### TASK
Convert everything from the line containing "Detection task: search for any sign" down to the line containing "417, 387, 455, 414", inclusive, into a JSON list of strings with one string per line, omitting blank lines. Include only those lines.

### RECORDS PROVIDED
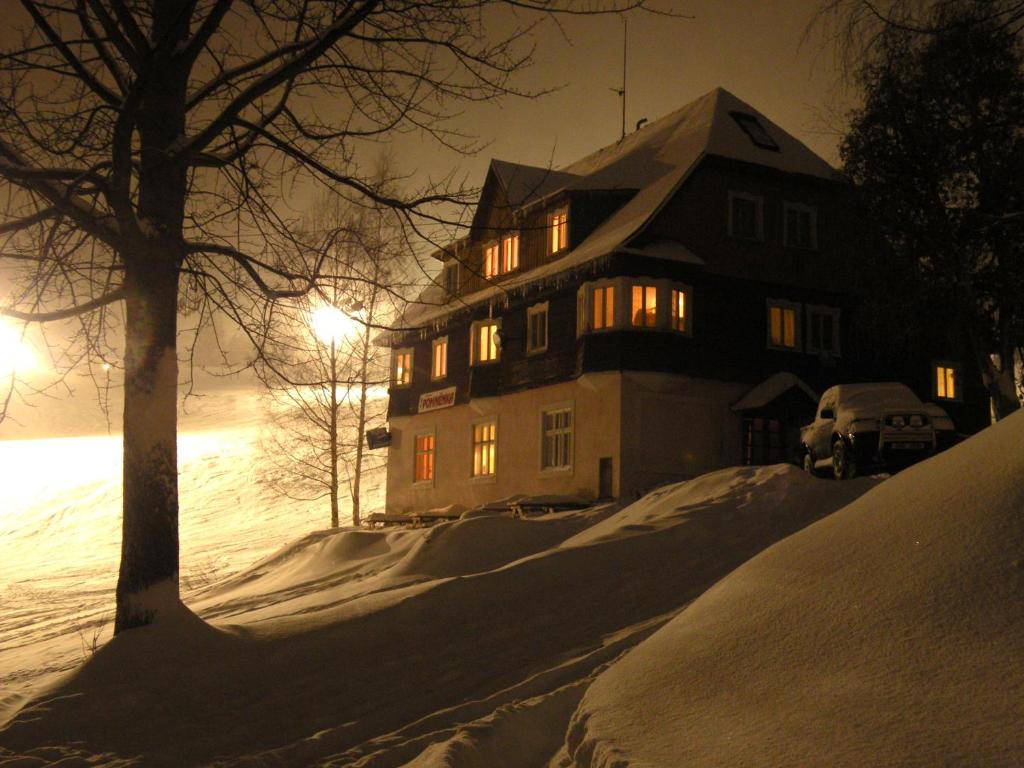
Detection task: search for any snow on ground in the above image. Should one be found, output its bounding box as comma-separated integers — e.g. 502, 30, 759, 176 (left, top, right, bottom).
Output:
568, 413, 1024, 768
0, 466, 878, 766
0, 387, 383, 720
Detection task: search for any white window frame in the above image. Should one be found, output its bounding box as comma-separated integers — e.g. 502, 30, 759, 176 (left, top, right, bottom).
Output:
546, 206, 569, 256
469, 317, 502, 366
782, 202, 818, 251
538, 400, 575, 474
483, 240, 502, 280
669, 283, 693, 336
391, 347, 416, 389
526, 301, 551, 354
932, 359, 964, 402
499, 232, 521, 274
430, 336, 449, 381
806, 304, 842, 357
413, 430, 437, 487
729, 189, 765, 243
469, 416, 498, 482
765, 299, 804, 352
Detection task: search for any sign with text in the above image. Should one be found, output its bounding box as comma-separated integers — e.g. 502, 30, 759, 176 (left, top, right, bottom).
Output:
417, 387, 455, 414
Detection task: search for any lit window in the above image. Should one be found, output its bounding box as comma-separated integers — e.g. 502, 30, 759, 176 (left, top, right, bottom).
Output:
591, 286, 615, 331
469, 321, 500, 365
807, 306, 840, 356
541, 408, 572, 469
633, 286, 657, 328
391, 349, 413, 387
768, 302, 800, 349
729, 193, 764, 240
782, 203, 817, 248
549, 210, 569, 253
473, 421, 498, 477
935, 362, 959, 400
441, 261, 459, 295
483, 243, 499, 278
526, 302, 548, 353
672, 288, 687, 333
502, 234, 519, 272
729, 112, 779, 152
430, 336, 447, 379
413, 434, 434, 482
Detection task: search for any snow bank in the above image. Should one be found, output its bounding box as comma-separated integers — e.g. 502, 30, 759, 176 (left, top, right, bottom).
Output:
0, 467, 878, 768
567, 413, 1024, 768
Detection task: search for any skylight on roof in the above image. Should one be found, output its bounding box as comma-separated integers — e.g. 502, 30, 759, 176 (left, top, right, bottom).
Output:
729, 112, 780, 152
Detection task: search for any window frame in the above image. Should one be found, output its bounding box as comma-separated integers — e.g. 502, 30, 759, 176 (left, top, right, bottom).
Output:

### SOLUTION BELOW
[
  "Detection task: search for any sign with text in the above image. Should one be found, output its bounding box as comma-separated integers — e.g. 502, 30, 759, 176 (left, top, right, bottom).",
  "Output:",
  "417, 387, 455, 414"
]